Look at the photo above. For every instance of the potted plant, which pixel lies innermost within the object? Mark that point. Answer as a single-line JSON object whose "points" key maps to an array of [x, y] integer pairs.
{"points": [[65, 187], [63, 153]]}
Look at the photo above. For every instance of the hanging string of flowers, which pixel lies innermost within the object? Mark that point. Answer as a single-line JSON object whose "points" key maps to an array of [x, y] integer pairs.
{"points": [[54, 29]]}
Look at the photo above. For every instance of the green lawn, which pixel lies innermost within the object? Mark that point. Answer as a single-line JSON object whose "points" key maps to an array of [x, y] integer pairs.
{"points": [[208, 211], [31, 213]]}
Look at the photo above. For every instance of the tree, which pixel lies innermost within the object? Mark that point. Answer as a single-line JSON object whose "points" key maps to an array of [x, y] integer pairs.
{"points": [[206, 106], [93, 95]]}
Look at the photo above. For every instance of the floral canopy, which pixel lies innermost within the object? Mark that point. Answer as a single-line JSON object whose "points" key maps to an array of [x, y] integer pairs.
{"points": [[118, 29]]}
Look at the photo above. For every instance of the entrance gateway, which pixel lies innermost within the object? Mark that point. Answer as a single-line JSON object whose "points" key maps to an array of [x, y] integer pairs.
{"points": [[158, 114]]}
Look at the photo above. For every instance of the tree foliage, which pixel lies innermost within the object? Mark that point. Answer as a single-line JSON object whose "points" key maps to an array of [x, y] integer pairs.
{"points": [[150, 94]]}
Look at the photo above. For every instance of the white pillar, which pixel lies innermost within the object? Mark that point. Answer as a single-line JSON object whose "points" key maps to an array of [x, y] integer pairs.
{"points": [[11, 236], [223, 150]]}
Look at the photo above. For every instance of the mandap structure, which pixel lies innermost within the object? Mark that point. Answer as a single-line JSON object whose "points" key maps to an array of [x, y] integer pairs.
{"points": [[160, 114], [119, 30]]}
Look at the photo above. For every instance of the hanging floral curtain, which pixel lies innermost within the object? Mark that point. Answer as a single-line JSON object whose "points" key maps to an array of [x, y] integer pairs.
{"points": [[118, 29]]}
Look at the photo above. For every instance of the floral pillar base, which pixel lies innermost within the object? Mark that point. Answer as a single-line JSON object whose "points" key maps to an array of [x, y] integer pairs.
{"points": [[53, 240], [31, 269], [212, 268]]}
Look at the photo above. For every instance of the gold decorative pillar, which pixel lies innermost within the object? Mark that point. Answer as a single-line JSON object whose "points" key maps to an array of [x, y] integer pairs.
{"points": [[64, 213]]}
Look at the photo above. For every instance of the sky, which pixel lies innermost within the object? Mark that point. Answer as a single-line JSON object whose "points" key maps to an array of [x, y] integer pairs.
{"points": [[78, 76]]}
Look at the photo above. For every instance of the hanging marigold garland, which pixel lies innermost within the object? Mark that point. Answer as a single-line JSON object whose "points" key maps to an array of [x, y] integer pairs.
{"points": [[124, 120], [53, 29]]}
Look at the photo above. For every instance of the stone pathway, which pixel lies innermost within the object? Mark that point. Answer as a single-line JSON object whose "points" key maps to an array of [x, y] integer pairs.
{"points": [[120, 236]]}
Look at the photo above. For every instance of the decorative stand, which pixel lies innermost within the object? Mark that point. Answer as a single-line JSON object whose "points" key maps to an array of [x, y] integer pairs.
· · · · ·
Line by line, repeat the material precisely.

Look at the photo above. For every instance of the potted plant, which pixel lies innermost within the object? Mark that point. Answer as a single-line JSON object whose "points" key maps to an array of [x, y] integer pairs.
{"points": [[65, 187], [63, 153]]}
Look at the photo above. For every instance of the hanging string of flowers, which pixel lies innermost within the object? Mark that point. Answer as a single-line JSON object whose "points" key maps to an array of [x, y] integer pairs.
{"points": [[54, 29]]}
Look at the photo above. For every instance of the green lawn, which pixel lies innermost within the object? Mark that point. Answer as a single-line JSON object whose "points" key maps to an array of [x, y] integer pairs.
{"points": [[208, 211], [31, 213]]}
Look at the photo above. For every instance of the tree, which pixel lies innermost within the object? Mark that point. Answer as a single-line JSON object whose "points" key maps to an array of [x, y] integer pairs.
{"points": [[206, 106], [93, 95]]}
Look at the photo above. For every instance of the floral canopy, which pixel lies innermost within the object? Mark that point. Answer as a single-line JSON object whose "points" key maps to an array of [x, y] integer pairs.
{"points": [[118, 29]]}
Look at the photo above. For every instance of the entrance gateway, which pixel lies innermost within the object? Mark that point. Answer as a single-line JSON object whose "points" key maps to an array of [x, y] integer pairs.
{"points": [[158, 114]]}
Look at the photo above. For every instance of the tree foliage, which pixel lies innermost within the object? Mark that point. Answer as a single-line JSON object whose "points" key maps to an array of [x, y] integer pairs.
{"points": [[150, 94]]}
Look at the photo above. For every instance of the white pillar, which pixel lies innermost within the object? Mark that point. Answer as a single-line JSON object whose "points" key maps to an array of [x, y] integer pairs.
{"points": [[11, 236], [223, 150]]}
Look at the photo above. For every instance of the mandap structure, which pixel lies innermost within the object? Mark that point. Answer as a single-line JSON object whose "points" key maps to an array of [x, y] integer pairs.
{"points": [[160, 114], [119, 30]]}
Look at the photo above. For every instance of the hanging floral curtain, which pixel lies innermost within the object? Mark that point. Answer as a single-line JSON object whose "points" key maps to an array of [x, y] integer pairs.
{"points": [[118, 29]]}
Look at the photo above. For every instance of the floral pillar base, which pixel lies innermost within the object? Mark that point. Answer as a single-line JSON object whose "points" key maps to an array of [x, y] integer pairs.
{"points": [[53, 240], [31, 269], [212, 268]]}
Look at the photo above. For every instance of the gold decorative pillar, which pixel lies innermost within the object? Mark that point. Answer as a single-line JSON object whose "points" key maps to an array of [x, y] integer pairs.
{"points": [[64, 213]]}
Look at the photo above. For every instance of the sky, which pixel lies innermost within the object? Mark that point. Answer as a single-line JSON object whose "points" key maps to an array of [x, y] integer pairs.
{"points": [[78, 76]]}
Look at the photo above. For every instance of the hanging marigold garland, which pixel lies innermost within the object? Mark that point. Answer as a single-line JSON object whose "points" key maps to an array of [x, y] integer pairs.
{"points": [[124, 120], [53, 29]]}
Look at the photo above. For every instance of the stone pathway, which pixel lies innermost within the object? Mark that point. Answer as a single-line JSON object whose "points" key maps to an array of [x, y] integer pairs.
{"points": [[120, 236]]}
Look at the photo above. For every instance of the decorative stand, which pixel lies innermost within the object? Mark that point. Answer as a single-line JSON object whose "points" key maps to an array of [x, y] integer pairs.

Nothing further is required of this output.